本文:
________________________________________

自分の生命に関わることならば、初診だけでは不安になることもあるでしょう。
そんなときに「セカンドオピニオン」という制度があることをご存知でしょうか。

この「セカンドオピニオン」について、最近話題に上がっている「大腸がん」を例に挙げて、医師に解説していただきました。

「セカンドオピニオン」とはなんですか。

自分の体にかかわることでは、主治医以外の意見を聞きたいときがありますよね。その際に、利用できる制度が「セカンドオピニオン」です。
直訳すると「2番目の意見」ですが、これは主治医に診療情報提供書(いわゆる紹介状)を書いてもらい、画像データなどとともに、大学病院やがんセンターなどに意見を聞きに行くというものです。

以前は、初診の扱いで受診し同じ検査を何回もしたり、そのために治療が遅れてしまうことが問題となっていましたが、このセカンドオピニオンの考えが広まったことで、検査の重複を避けていろいろな意見を聞くことができるようになりました。

「大腸がん」を患ったさい、「セカンドオピニオン」を利用した方が良い場合は、どのような場合ですか。

________________________________________

確認用データ:
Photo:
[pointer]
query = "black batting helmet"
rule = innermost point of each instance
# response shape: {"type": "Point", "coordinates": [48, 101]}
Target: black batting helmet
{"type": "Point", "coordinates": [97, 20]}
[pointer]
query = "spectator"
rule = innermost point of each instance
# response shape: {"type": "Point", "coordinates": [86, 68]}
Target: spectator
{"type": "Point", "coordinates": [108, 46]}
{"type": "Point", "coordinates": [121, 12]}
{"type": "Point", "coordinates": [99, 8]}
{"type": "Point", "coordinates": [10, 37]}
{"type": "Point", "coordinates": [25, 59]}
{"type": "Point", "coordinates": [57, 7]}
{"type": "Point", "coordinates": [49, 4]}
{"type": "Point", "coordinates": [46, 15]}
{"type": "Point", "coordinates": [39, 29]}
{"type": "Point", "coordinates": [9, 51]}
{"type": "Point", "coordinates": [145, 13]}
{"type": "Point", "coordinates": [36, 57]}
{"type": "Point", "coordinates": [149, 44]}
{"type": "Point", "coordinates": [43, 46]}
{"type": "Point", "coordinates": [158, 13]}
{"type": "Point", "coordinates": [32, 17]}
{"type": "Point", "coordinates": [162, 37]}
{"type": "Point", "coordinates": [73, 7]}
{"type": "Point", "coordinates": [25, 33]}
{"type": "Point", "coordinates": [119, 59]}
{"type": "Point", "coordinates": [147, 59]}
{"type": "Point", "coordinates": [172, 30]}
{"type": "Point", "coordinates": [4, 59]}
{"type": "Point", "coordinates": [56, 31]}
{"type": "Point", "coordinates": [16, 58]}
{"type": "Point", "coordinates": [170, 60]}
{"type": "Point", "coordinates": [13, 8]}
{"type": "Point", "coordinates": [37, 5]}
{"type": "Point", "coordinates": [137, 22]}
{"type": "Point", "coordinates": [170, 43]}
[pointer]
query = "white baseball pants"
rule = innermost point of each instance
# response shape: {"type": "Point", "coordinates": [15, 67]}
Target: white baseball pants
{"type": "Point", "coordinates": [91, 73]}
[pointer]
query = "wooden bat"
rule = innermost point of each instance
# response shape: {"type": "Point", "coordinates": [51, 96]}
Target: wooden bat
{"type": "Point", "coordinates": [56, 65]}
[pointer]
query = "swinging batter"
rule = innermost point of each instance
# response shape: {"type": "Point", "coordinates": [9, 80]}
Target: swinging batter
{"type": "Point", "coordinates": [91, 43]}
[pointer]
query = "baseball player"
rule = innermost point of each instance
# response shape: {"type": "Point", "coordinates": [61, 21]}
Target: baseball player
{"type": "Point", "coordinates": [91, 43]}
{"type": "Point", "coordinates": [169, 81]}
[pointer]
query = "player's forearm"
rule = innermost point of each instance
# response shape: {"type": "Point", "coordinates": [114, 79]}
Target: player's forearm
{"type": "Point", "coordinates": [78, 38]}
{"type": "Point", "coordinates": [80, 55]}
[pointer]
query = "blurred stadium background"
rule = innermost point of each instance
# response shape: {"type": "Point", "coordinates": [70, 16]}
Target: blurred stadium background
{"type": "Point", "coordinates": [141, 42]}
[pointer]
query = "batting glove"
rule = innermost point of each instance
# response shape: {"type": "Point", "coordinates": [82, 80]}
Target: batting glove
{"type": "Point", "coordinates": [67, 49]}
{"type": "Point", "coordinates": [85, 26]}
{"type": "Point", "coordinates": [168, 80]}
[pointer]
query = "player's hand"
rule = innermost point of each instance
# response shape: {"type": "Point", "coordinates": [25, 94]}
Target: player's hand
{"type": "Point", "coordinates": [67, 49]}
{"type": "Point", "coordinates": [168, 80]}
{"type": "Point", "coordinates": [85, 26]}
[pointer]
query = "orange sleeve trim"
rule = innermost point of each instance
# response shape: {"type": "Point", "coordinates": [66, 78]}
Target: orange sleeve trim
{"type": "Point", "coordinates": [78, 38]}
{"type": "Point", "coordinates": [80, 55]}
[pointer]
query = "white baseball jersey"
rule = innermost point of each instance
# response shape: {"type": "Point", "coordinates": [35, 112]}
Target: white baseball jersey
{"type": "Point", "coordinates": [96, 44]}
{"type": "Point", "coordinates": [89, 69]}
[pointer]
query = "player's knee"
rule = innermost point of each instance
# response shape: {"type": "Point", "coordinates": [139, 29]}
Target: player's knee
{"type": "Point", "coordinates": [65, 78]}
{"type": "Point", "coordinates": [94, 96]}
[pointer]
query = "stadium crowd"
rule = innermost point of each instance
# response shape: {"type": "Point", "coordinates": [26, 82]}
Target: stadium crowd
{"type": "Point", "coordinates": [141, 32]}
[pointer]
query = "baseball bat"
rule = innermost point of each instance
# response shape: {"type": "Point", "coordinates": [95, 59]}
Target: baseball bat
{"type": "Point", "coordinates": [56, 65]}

________________________________________

課題: 本文の「そんなときに「セカンドオピニオン」という制度があることをご存知でしょうか。」から「できる制度が「セカンドオピニオン」です。」までの部分を、「主治医」を「かかりつけ医」に置き換えて書き直してください。 上記の各行は参照しなくても差し支えありません。

結果:
そんなときに「セカンドオピニオン」という制度があることをご存知でしょうか。

この「セカンドオピニオン」について、最近話題に上がっている「大腸がん」を例に挙げて、医師に解説していただきました。

「セカンドオピニオン」とはなんですか。

自分の体にかかわることでは、かかりつけ医以外の意見を聞きたいときがありますよね。その際に、利用できる制度が「セカンドオピニオン」です。